◆ Text shown:
--- begin ---

In a large organization it may not be possible to perform a full backup on all systems on the same weekend. A staggered schedule is needed, where (say) 1/4 of the severs get backed up on the first Sunday of the month, 1/4 the second Sunday, and so on. Each server is still being backed up monthly but not all on the same day of the month.
Ideally you don't want to have a single backup require more than one tape or whatever medium you're using. Having to change tapes makes backup and recorery slower, and may make automatic backups impossible (if someone has to manually change tapes.)
Be aware that small changes to the schedule can result in dramatic changes in the amount of backup media needed. For example suppose you have 4 GB to backup within this SLA: full backup every 4 weeks (28 days) and differential backups between. Now assume the differential backup grows 5% per day for the first 20 days (80% has changed) and stays the same size thereafter. Some math reveals that doing full backups each week (which still meets the SLA) will use a third the amount of tape of a 28 day cycle, in this case.
Good schedules minimize backup and recovery times, minimize the amount of backup media required, and still meet the SLAs. Such schedules require a lot of complex calculation to work out. Modern backup software (such as Amanda) allows one to specify the SLA and will create a schedule automatically. A dynamic schedule is adjusted automatically to optimize the backups, depending on how much data is actually copied for each backup. Such software will simply inform the SA when to change the tapes in a jukebox.
On a busy (e.g., database) server downtime will be the most critical factor. In such cases consider using LVM snapshots, which very quickly makes a read-only copy of some logical volume using very little extra disk space. You can then backup the snapshot while the rest of the system remains up.
Another strategy is called disk-to-disk-to-tape, in which the data to be backed up is quickly copied to another disk and then written to the slower backup medium later.
Deciding what to backup is part of your policy too. Are you responsible for backing up the servers only? All partitions, some partitions, some directories, or just a few selected files? The Boss' workstation? All workstations? (The users need to know!) Network devices (e.g., routers and switches)? It may be appropriate to use a different backup strategy for user workstations than for servers, for different servers, or even different partitions/directories/files of servers.

--- end ---

◆ Supplied entries:
--- begin ---

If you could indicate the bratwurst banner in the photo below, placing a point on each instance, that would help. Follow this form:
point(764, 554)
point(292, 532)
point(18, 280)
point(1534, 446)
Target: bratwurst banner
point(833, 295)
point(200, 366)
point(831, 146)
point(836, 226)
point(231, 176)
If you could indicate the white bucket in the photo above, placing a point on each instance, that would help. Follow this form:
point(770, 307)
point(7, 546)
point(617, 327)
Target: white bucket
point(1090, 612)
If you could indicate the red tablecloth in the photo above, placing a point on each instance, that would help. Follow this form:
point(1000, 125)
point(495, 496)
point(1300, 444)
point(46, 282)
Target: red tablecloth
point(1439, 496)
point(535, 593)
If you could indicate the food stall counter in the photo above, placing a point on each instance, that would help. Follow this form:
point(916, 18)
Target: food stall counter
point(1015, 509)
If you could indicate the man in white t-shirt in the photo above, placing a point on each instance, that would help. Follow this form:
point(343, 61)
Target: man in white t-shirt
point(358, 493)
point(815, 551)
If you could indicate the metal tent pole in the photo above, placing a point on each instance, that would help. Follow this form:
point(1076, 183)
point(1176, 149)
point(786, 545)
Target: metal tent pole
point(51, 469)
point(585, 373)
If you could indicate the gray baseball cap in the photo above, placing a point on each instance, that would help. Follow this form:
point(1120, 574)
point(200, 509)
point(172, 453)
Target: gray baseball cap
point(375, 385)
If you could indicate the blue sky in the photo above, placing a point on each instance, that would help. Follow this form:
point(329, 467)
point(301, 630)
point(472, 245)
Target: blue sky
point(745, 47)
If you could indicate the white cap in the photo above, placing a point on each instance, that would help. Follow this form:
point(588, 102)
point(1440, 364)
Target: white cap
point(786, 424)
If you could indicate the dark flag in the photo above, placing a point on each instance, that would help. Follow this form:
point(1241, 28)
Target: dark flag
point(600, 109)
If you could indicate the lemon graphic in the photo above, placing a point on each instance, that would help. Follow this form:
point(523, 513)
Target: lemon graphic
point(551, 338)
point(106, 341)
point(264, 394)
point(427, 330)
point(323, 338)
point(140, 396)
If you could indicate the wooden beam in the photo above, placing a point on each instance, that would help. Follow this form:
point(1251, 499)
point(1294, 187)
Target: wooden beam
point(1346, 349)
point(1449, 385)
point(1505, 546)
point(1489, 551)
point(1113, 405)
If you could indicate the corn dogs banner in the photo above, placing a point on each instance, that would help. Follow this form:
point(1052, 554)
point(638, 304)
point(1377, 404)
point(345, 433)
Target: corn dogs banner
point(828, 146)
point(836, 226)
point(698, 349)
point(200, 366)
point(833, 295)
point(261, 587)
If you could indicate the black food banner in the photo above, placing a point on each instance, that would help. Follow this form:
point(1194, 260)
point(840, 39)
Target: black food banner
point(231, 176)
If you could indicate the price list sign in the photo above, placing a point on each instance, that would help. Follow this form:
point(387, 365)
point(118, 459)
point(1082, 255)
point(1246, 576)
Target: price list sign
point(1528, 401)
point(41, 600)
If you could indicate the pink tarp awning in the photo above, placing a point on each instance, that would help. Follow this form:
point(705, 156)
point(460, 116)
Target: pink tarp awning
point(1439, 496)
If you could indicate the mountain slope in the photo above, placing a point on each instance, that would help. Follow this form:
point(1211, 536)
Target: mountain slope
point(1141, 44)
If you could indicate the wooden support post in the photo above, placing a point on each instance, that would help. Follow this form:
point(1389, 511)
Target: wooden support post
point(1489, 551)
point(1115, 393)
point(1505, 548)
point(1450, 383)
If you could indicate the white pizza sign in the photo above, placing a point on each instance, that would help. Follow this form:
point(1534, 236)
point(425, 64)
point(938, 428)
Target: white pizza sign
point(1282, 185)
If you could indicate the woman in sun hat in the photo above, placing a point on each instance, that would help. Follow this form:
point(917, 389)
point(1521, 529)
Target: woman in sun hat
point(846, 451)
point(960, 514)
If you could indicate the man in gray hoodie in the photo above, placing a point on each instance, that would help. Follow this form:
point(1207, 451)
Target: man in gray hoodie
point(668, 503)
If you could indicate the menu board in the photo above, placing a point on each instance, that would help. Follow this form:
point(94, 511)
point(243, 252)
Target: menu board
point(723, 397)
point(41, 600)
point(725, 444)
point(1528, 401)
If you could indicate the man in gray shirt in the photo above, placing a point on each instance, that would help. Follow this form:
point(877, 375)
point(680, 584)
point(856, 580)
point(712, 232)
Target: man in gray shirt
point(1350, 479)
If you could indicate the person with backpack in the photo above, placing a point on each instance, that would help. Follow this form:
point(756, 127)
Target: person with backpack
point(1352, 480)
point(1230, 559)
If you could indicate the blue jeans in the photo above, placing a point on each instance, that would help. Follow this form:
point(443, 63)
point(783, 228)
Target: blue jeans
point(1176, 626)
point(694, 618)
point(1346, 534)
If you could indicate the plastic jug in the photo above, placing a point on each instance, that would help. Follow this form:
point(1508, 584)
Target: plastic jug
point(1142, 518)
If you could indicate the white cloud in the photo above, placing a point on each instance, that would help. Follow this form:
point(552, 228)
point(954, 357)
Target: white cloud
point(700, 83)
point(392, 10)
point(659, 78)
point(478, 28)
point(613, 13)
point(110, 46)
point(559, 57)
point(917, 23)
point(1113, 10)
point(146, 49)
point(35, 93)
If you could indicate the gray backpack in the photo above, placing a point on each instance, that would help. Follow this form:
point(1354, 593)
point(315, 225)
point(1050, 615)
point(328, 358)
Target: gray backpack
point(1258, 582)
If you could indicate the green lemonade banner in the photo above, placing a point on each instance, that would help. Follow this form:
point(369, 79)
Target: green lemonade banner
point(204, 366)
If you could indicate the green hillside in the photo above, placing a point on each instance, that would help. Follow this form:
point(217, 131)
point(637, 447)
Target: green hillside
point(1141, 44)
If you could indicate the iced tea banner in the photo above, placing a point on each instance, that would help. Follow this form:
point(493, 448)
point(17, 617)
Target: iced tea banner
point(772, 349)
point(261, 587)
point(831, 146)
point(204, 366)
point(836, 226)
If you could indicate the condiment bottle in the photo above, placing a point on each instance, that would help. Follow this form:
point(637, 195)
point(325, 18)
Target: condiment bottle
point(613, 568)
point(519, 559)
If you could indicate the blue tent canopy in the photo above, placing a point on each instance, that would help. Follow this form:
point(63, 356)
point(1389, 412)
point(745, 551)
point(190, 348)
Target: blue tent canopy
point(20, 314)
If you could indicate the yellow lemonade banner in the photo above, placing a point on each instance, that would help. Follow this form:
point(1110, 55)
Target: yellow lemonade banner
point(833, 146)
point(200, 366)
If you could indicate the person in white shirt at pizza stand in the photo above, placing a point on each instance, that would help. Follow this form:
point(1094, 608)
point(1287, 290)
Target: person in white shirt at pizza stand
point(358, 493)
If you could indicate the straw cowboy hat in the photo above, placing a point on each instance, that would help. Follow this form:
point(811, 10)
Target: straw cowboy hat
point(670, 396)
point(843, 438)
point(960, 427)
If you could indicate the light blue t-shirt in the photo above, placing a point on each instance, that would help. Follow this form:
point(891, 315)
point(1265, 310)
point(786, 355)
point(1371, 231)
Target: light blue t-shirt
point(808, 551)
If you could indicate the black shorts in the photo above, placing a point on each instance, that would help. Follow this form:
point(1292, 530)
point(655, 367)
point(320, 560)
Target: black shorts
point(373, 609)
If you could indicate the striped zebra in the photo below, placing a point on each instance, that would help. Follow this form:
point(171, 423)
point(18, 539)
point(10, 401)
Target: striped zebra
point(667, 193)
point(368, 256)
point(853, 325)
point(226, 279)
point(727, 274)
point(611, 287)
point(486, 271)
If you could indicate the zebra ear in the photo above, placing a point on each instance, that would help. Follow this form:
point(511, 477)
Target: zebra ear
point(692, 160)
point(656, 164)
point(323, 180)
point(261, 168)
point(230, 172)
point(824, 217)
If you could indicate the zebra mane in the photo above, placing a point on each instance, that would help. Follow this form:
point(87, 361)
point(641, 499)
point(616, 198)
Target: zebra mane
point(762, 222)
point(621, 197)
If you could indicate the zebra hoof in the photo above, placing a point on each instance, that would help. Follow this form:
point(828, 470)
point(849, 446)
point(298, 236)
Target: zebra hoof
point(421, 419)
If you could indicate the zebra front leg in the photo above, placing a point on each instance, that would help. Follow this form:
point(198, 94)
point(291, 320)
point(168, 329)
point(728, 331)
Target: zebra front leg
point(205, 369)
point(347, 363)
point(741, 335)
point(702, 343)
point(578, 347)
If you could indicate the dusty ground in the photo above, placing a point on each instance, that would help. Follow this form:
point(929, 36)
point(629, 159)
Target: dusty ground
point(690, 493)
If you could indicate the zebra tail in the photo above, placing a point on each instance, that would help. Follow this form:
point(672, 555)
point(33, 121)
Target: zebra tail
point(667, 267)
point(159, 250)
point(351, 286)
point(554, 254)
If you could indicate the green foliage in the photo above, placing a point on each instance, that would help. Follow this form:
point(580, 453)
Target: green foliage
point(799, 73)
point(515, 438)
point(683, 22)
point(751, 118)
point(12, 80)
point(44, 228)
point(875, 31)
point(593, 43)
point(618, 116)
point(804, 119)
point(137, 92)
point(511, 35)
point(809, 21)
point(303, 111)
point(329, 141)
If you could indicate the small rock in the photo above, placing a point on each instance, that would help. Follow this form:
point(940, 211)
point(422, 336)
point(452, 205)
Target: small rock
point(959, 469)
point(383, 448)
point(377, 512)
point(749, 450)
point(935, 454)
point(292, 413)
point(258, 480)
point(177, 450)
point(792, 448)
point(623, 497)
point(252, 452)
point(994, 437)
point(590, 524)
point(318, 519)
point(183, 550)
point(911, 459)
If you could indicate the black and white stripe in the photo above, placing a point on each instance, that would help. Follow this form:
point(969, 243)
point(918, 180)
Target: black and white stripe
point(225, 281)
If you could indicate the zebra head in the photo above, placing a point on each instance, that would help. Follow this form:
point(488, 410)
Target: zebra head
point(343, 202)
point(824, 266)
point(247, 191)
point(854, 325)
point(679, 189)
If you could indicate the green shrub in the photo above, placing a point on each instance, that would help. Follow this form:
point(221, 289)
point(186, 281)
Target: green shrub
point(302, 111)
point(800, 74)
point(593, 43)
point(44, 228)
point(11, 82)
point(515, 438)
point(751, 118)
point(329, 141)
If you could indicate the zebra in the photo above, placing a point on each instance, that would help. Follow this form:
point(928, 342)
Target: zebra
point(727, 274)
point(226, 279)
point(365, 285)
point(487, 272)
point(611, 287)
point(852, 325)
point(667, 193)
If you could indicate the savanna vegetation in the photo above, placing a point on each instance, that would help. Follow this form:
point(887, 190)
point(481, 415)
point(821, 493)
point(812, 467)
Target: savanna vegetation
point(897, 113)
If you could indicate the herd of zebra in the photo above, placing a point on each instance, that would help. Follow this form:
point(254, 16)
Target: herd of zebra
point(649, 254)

--- end ---

◆ Directions:
1. From the backup scheduling text, set down word for word the part that opens with the words containing "Good schedules minimize" and closes with "in a jukebox.".
2. In one to three sentences, explain why, according to the backup scheduling text, a single backup should ideally not need more than one tape or other medium.

◆ Outputs by task:
1.
Good schedules minimize backup and recovery times, minimize the amount of backup media required, and still meet the SLAs. Such schedules require a lot of complex calculation to work out. Modern backup software (such as Amanda) allows one to specify the SLA and will create a schedule automatically. A dynamic schedule is adjusted automatically to optimize the backups, depending on how much data is actually copied for each backup. Such software will simply inform the SA when to change the tapes in a jukebox.

2. Changing tapes makes both backup and recovery slower. It may also make automatic backups impossible if someone has to change the tapes manually.